- _Document text_:
Excerpts from the latest MarketShadows Newsletter, July 29 2012
The S&P 500 rose 3.6 percent on Thursday and Friday alone. The rally was triggered when European Central Bank (ECB) president Mario Draghi said, “Within our mandate, the European Central Bank is ready to do whatever it takes to preserve the euro, and believe me, it will be enough.” His statement sent the markets up, UP and AWAY!
The talk didn’t convince former FX trader Bruce Krasting. He wrote in response, “On Friday we got some clarification of what exactly Draghi has up his sleeve when he promised, ‘It will be enough.’ From Bloomberg: ‘DRAGHI’S PROPOSAL SAID TO INCLUDE BOND BUYS, RATE CUT, NEW LTRO [Long Term Refinancing Operation].’
“Bond buys? Rate cuts? New LTRO? That’s Draghi’s bazooka? These things have been tried in the past and have failed. These steps might buy the EU a few weeks (or hours) of market relief, but they have no chance of turning the EU around.”
These measures cannot turn the EU around because the market based-system is not dead yet, in spite of central bank manipulation. Market forces will prevail. Bruce continued, “Draghi is either bluffing or lying. That, or he is as blind as a bat…
“An interesting outcome of the Draghi comments is that the Euro ended the week north of 1.2300 (up 1.5%). Whatever chance the EU may have, it is dependent on a weaker Euro exchange rate. In my book, Mario’s words have set the EU back, not forward.” (Draghi – We Will Continue to Fight Until Everyone is Dead)
Instead of Draghi’s promise to save the euro causing a euro selloff, the euro rose, the US dollar fell, and a massive short squeeze in equities followed. Unfortunately, the words “within our mandate” were neglected in the headlines. Perhaps, they were lost on the high frequency trading computers.
In Wolf Richter’s view, Draghi’s main worry now is Spain. The cost of saving Greece is manageable, but saving Spain is prohibitive.
“Despite repeated assurances that Spain would not need a bailout other than the €100-billion bank bailout, Spanish Economic Minister Luis de Guindos flew to Berlin to meet with German Finance Minister Wolfgang Schäuble … to discuss a bailout. For €300 billion. And hours beforehand, ‘sources’ told the Spanish media that if Spain didn’t get its wish list, whose top item was a massive bond-buying program by the ECB to force Spain’s borrowing costs down, Spain would consider ‘more forceful measures.’ Because Spain had no money to meet its obligations in October, it would have to default! The D-word made into print. A scary message for the fearless leaders of the Eurozone [for that whole debacle, read.... The Extortion Racket Shifts to Spain].

- _Dataset extract_:
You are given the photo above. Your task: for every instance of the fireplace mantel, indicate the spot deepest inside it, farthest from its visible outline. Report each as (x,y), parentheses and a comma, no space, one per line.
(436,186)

- _Goal of the exercise_:
Output the newsletter excerpt word for word, between "These measures cannot" and "Everyone is Dead)", inclusive. Nothing in the listing is needed here.

- _Exercise response_:
These measures cannot turn the EU around because the market based-system is not dead yet, in spite of central bank manipulation. Market forces will prevail. Bruce continued, “Draghi is either bluffing or lying. That, or he is as blind as a bat…
“An interesting outcome of the Draghi comments is that the Euro ended the week north of 1.2300 (up 1.5%). Whatever chance the EU may have, it is dependent on a weaker Euro exchange rate. In my book, Mario’s words have set the EU back, not forward.” (Draghi – We Will Continue to Fight Until Everyone is Dead)